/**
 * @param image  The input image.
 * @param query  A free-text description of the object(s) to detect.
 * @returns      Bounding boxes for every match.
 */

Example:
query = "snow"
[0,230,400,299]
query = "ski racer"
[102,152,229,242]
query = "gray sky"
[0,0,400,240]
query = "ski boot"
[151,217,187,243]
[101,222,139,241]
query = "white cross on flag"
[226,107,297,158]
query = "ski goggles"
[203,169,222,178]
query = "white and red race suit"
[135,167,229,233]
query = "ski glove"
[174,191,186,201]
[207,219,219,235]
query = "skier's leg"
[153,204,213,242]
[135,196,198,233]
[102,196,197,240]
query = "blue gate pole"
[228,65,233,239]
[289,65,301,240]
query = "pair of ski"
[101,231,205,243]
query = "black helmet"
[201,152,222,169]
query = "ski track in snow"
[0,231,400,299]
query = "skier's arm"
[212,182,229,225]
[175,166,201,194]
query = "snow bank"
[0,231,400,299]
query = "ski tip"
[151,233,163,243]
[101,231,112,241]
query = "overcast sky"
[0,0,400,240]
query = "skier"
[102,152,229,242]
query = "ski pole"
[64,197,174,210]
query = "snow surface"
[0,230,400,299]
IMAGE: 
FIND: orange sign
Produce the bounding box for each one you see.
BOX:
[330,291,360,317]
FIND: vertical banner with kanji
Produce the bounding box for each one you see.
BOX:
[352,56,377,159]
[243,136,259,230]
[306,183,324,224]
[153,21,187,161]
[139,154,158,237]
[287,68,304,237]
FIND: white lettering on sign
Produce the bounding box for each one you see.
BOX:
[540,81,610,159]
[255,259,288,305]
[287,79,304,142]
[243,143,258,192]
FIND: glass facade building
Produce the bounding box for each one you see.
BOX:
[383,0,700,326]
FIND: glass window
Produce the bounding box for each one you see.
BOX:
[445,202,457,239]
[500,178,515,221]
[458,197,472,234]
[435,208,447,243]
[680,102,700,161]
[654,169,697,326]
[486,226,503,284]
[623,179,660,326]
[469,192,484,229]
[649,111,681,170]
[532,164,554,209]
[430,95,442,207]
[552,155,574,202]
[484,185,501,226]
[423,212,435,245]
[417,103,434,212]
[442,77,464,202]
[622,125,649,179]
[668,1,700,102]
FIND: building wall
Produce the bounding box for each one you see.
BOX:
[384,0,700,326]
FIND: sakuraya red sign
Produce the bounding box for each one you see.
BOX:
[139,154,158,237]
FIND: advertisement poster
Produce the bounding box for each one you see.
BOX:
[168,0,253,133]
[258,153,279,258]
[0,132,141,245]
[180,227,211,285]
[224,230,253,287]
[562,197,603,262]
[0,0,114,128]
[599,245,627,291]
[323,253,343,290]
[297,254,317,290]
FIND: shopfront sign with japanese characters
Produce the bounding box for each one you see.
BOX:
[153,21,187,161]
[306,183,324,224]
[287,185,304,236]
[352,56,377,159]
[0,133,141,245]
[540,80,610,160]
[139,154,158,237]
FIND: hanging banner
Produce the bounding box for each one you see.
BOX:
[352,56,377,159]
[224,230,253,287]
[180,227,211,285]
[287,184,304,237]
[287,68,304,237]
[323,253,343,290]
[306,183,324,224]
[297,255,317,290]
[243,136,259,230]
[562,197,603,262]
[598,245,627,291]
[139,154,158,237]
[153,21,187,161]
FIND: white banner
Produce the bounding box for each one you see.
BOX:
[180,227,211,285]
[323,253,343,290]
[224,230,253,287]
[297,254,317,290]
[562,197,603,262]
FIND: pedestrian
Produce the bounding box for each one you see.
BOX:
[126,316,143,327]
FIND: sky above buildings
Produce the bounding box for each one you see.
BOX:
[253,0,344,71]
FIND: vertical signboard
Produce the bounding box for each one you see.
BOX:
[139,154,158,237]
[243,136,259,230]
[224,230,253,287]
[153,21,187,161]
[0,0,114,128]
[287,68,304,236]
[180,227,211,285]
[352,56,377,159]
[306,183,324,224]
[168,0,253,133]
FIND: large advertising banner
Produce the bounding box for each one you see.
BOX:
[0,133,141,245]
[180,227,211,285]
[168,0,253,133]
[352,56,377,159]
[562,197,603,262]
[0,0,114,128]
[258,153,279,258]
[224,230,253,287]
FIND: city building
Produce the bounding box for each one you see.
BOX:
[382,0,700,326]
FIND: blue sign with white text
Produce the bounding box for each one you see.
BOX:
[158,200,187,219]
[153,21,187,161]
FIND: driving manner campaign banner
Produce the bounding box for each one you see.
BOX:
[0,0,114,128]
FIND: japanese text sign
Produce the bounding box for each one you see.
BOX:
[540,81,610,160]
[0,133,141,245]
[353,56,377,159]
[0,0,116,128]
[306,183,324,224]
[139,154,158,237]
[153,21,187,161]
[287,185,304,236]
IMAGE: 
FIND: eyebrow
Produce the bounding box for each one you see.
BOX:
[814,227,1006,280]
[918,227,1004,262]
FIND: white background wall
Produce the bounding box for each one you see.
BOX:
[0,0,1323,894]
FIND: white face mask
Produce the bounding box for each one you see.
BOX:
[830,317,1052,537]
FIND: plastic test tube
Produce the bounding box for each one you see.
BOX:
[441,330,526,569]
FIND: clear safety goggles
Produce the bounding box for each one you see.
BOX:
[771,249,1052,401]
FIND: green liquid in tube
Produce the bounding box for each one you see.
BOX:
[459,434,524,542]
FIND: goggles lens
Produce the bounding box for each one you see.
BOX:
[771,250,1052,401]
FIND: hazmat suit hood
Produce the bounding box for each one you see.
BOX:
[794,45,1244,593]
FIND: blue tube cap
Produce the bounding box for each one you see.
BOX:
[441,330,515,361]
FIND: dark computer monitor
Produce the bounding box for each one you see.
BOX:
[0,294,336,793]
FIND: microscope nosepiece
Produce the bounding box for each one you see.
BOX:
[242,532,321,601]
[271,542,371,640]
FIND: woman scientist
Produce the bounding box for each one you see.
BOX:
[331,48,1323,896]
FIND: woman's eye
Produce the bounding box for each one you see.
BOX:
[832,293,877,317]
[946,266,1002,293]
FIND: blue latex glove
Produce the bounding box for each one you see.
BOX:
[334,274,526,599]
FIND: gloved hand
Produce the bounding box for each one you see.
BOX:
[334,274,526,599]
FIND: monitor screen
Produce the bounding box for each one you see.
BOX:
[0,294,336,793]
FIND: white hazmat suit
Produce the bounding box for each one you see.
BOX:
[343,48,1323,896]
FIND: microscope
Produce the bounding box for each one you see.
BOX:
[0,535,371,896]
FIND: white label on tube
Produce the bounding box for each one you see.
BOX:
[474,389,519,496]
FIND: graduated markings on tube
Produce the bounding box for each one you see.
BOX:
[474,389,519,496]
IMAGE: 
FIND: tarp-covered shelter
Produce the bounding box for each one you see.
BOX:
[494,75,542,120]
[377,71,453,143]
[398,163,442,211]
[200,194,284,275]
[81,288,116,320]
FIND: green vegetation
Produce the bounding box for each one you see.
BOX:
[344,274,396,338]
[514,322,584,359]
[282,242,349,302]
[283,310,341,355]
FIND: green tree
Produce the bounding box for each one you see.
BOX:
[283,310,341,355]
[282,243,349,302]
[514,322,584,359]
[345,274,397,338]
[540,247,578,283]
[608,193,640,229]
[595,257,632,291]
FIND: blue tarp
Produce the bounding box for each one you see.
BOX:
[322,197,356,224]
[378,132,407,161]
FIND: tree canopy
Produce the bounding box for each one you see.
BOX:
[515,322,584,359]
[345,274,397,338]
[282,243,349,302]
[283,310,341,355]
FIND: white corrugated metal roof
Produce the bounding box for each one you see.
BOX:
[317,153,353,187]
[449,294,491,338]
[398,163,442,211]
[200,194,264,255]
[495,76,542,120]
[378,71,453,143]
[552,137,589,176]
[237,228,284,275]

Required task: Write out all the records again, swapping "Produce" for "Return" and leaving everything else the same.

Response to the task:
/**
 * @param image  The input image.
 * @param query  A free-text description of the object(s) to detect.
 * @returns      Bounding boxes for every match.
 */

Example:
query = "snow"
[0,230,400,299]
query = "ski racer"
[102,152,229,242]
query = "gray sky"
[0,0,400,240]
query = "ski boot"
[151,217,187,243]
[101,222,139,241]
query = "white cross on flag"
[226,107,297,158]
query = "ski goggles"
[203,169,222,178]
query = "white and red race suit"
[135,167,229,233]
query = "ski glove"
[174,191,186,201]
[207,219,219,235]
query = "skier's leg"
[153,204,213,242]
[135,196,198,233]
[102,196,197,240]
query = "blue gate pole"
[228,65,233,239]
[289,65,301,240]
query = "pair of ski"
[101,231,205,243]
query = "black helmet"
[201,152,222,169]
query = "ski track in snow"
[0,231,400,299]
query = "skier's arm"
[212,182,229,225]
[175,166,201,194]
query = "snow bank"
[0,231,400,299]
query = "ski tip"
[151,233,163,243]
[101,231,112,241]
query = "overcast sky"
[0,0,400,240]
query = "skier"
[102,152,229,242]
query = "ski pole"
[64,197,174,210]
query = "snow surface"
[0,230,400,299]
IMAGE: 
FIND: orange sign
Return the bounding box for each one you see.
BOX:
[330,291,360,317]
FIND: vertical banner with kanji
Return the bounding box for each one you see.
BOX:
[352,56,377,159]
[243,136,259,230]
[306,183,324,224]
[153,21,187,161]
[139,154,158,237]
[287,68,304,237]
FIND: white lettering on sign
Return the bounding box for each one you see.
BOX:
[540,81,610,159]
[255,259,288,305]
[287,79,304,142]
[243,143,258,192]
FIND: glass facade building
Return the bounding box for each one you see.
BOX:
[383,0,700,326]
FIND: glass window
Return the bounding box for each one you see.
BOX:
[445,202,457,239]
[500,178,515,221]
[458,197,472,234]
[435,208,447,243]
[680,102,700,161]
[654,169,697,326]
[486,226,503,284]
[623,179,660,326]
[469,192,484,229]
[649,111,681,170]
[532,164,554,209]
[430,95,442,207]
[552,155,574,202]
[484,185,501,226]
[423,212,435,245]
[417,103,434,212]
[442,77,464,202]
[622,125,649,179]
[668,1,700,102]
FIND: building wall
Return the bounding box for each one you see.
BOX:
[384,0,700,326]
FIND: sakuraya red sign
Return the bounding box for each one you see.
BOX:
[139,154,158,237]
FIND: advertisement poster
Return the bounding box for each one you see.
BOX:
[168,0,253,133]
[258,153,279,258]
[0,132,141,245]
[180,227,211,285]
[224,230,253,287]
[562,197,603,262]
[0,0,114,128]
[599,245,627,291]
[323,253,343,290]
[297,254,317,290]
FIND: shopfront sign with japanese characters
Return the bounding box for each one you see.
BOX:
[153,21,187,161]
[306,183,324,224]
[287,185,304,236]
[352,56,377,159]
[0,133,141,245]
[540,80,610,160]
[139,154,158,237]
FIND: hanging banner
Return the bounding box for each one you see.
BOX:
[352,56,377,159]
[224,230,253,287]
[180,227,211,285]
[287,184,304,237]
[287,68,304,237]
[323,253,343,290]
[306,183,324,224]
[297,255,317,290]
[243,136,259,230]
[562,197,603,262]
[598,245,627,291]
[139,154,158,237]
[153,21,187,161]
FIND: white banner
Return the bounding box for each one you see.
BOX:
[180,227,211,285]
[323,253,343,290]
[224,230,253,287]
[297,254,317,290]
[562,197,603,262]
FIND: pedestrian
Return the bounding box for each one you see.
BOX:
[126,316,143,327]
FIND: sky above buildings
Return the bounding box for each one you see.
BOX:
[253,0,344,71]
FIND: vertical signboard
Return the bounding box for each one you see.
BOX:
[139,154,158,237]
[243,136,259,230]
[224,230,253,287]
[153,21,187,161]
[0,0,114,128]
[287,68,304,236]
[180,227,211,285]
[352,56,377,159]
[306,183,324,224]
[168,0,253,133]
FIND: large advertising banner
Return the bounding box for each one you see.
BOX:
[0,133,141,245]
[180,227,211,285]
[168,0,253,133]
[352,56,377,159]
[562,197,603,262]
[0,0,114,128]
[258,153,279,258]
[224,230,253,287]
FIND: city building
Return the bounding box for each one you see.
BOX:
[382,0,700,326]
FIND: blue sign with white text
Return the bounding box for each one you see.
BOX:
[158,200,187,219]
[153,21,187,161]
FIND: driving manner campaign banner
Return the bounding box for each one you see.
BOX:
[0,0,114,128]
FIND: japanese text sign
Return the bounding box for each one you see.
BOX:
[540,81,610,160]
[0,133,141,245]
[353,56,377,159]
[0,0,116,128]
[306,183,324,224]
[139,154,158,237]
[153,21,187,161]
[287,185,304,236]
IMAGE: 
FIND: eyebrow
Return the bounding box for each one you see.
BOX:
[814,227,1006,280]
[918,227,1004,262]
FIND: white background wall
Return the bounding box for each one you see.
BOX:
[0,0,1323,894]
FIND: white face mask
Return the bounding box for each one you see.
BOX:
[830,317,1052,537]
FIND: plastic test tube
Return the bounding box for each one you see.
BOX:
[441,330,526,569]
FIND: clear safety goggles
Return the bounding box for each one you see.
BOX:
[771,249,1052,401]
FIND: green liquid in tube
Return the bounding box for each one you see.
BOX:
[459,434,524,542]
FIND: goggles lens
Return the bounding box for each one you see.
BOX:
[771,250,1052,401]
FIND: hazmat suit hood
Return the bounding box for each one you see.
BOX:
[794,45,1244,593]
FIND: blue tube cap
Return the bounding box for each one you see.
BOX:
[441,330,515,361]
FIND: dark computer monitor
Return the bounding box for each one you see.
BOX:
[0,294,336,793]
FIND: microscope nosepiece
Return the bounding box for each one you see.
BOX:
[242,532,321,601]
[271,542,371,640]
FIND: woman scientist
Return the bounding box for each one you see.
BOX:
[331,48,1323,896]
FIND: woman's eye
Return the bounding box for each one you see.
BOX:
[832,293,877,317]
[946,266,1002,293]
FIND: blue latex glove
Return the bounding box for each one you see.
BOX:
[334,274,526,599]
FIND: gloved hand
Return the bounding box for each one you see.
BOX:
[334,274,526,599]
FIND: monitor screen
Return the bounding box for each one you see.
BOX:
[0,294,336,793]
FIND: white hazmat suit
Return the bounding box for each one you see.
BOX:
[343,48,1323,896]
FIND: microscope
Return the bounding box for each one you see.
BOX:
[0,535,371,896]
FIND: white label on tube
Return the bounding box for each one you see.
BOX:
[474,389,519,496]
FIND: graduated markings on tube
Return the bounding box for each one you see.
BOX:
[474,389,519,496]
IMAGE: 
FIND: tarp-covered shelter
Return the bounding box for each one you see.
BOX:
[494,75,542,120]
[377,71,453,143]
[398,163,442,211]
[200,194,284,275]
[81,288,116,320]
FIND: green vegetation
Return the bounding box for each one you see.
BOX:
[344,274,396,338]
[514,322,584,359]
[282,242,349,302]
[283,310,341,355]
FIND: green tree
Return the bounding box for each one you see.
BOX:
[283,310,341,355]
[282,243,349,302]
[514,322,584,359]
[345,274,397,338]
[540,247,578,283]
[608,193,640,229]
[595,257,632,291]
FIND: blue tarp
Return the bounding box for each one you see.
BOX:
[322,197,356,224]
[378,132,407,161]
FIND: tree canopy
Return the bounding box for each one you see.
BOX:
[515,322,584,359]
[345,274,397,338]
[282,243,349,302]
[283,310,341,355]
FIND: white corrugated metal roof
Return the bounding box for each one you see.
BOX:
[317,153,353,187]
[449,294,491,338]
[398,163,442,211]
[200,194,264,255]
[495,76,542,120]
[378,71,453,143]
[552,137,589,176]
[237,228,284,275]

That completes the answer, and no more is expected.